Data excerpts
--

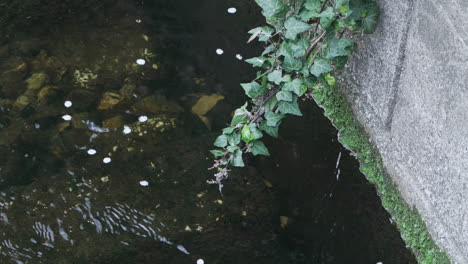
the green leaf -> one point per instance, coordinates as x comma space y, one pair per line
272, 118
291, 64
234, 139
319, 67
270, 7
258, 148
232, 148
263, 33
221, 141
239, 119
240, 115
217, 153
284, 96
275, 76
254, 130
269, 49
270, 130
270, 104
294, 27
295, 86
247, 136
327, 17
289, 108
306, 15
237, 159
228, 130
297, 51
312, 5
253, 89
369, 22
330, 79
338, 47
256, 61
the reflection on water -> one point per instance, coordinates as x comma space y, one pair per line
107, 112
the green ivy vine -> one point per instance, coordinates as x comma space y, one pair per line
305, 41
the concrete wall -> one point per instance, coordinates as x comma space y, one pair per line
408, 87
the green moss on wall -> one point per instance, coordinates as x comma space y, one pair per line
351, 134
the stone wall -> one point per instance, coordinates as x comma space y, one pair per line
408, 87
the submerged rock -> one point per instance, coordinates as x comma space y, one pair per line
157, 104
36, 81
46, 93
109, 100
114, 122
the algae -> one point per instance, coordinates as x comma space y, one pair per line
353, 137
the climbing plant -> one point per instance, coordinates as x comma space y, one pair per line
305, 42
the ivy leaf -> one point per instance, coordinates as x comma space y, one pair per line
289, 108
258, 148
330, 79
239, 119
275, 76
291, 64
263, 33
228, 130
297, 51
369, 22
256, 61
234, 139
295, 86
338, 47
272, 118
306, 15
221, 141
319, 67
240, 115
237, 159
269, 49
270, 104
270, 130
312, 5
284, 96
270, 7
232, 148
253, 89
246, 134
217, 153
294, 27
327, 17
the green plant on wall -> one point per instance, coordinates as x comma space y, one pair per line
305, 41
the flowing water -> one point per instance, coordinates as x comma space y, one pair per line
103, 156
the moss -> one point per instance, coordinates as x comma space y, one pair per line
351, 134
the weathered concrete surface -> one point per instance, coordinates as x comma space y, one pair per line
409, 89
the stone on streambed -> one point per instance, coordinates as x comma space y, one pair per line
114, 122
109, 100
36, 81
156, 104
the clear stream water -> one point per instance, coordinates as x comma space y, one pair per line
102, 159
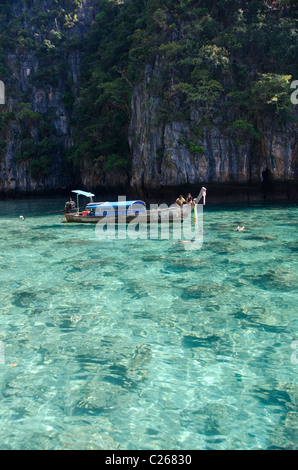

--

- [AIM OF THE EXERCISE]: All that is needed is the data above, repeated exactly, without the pictures.

- [FINISHED TASK]:
the green leaf -> one point per instance, coordinates as x comma space y, one pair per line
272, 118
291, 64
234, 139
319, 67
270, 7
258, 148
232, 148
263, 33
221, 141
239, 119
240, 115
217, 153
284, 96
275, 76
254, 130
269, 49
270, 130
270, 104
294, 27
295, 86
247, 136
327, 17
289, 108
306, 15
237, 159
228, 130
297, 51
312, 5
253, 89
369, 22
330, 79
338, 47
256, 61
the reflection on water -> one point per instance, coordinates as x comma space y, one pair per line
107, 112
the green ivy vine -> one point per instance, coordinates as x comma space y, one pair per line
305, 41
the concrete wall -> one point per instance, coordinates as x comma space y, one pair per line
408, 87
the green moss on wall -> one point per instance, coordinates as x comma space y, one pair per line
351, 134
the stone wall -> one point per instance, coordinates as x comma space y, one pair per line
408, 87
the submerged rock -> one point per instance, coordinates as x comma space y, one pair per line
157, 104
36, 81
46, 93
109, 100
114, 122
the algae -> one point per instance, coordinates as x comma space y, one pair per line
353, 137
the climbing plant -> one point per instance, coordinates as x comma space y, one pair per line
305, 42
the ivy leaf -> one point per instance, coordinates as x comma space y, one pair per line
289, 108
258, 148
330, 79
239, 119
275, 76
291, 64
263, 33
228, 130
297, 51
369, 22
256, 61
234, 139
295, 86
338, 47
272, 118
306, 15
221, 141
319, 67
240, 115
237, 159
269, 49
270, 104
270, 130
312, 5
284, 96
270, 7
232, 148
253, 89
246, 134
217, 153
294, 27
327, 17
the green plant on wall -> one point per instance, coordinates as x comma space y, one pair per line
305, 41
the flowing water -> one point per instance, coordinates as x comma space y, one pair per line
103, 156
the moss -> one point per instance, coordinates as x comma space y, one pair per line
351, 134
the weathered concrete surface -> one point per instance, coordinates as x comma space y, one pair per line
409, 89
the stone on streambed -> one point per instance, coordinates as x comma space y, one pair per line
114, 122
109, 100
36, 81
156, 104
the clear stream water -> one point per instance, coordinates as x comma space y, one pair per line
102, 159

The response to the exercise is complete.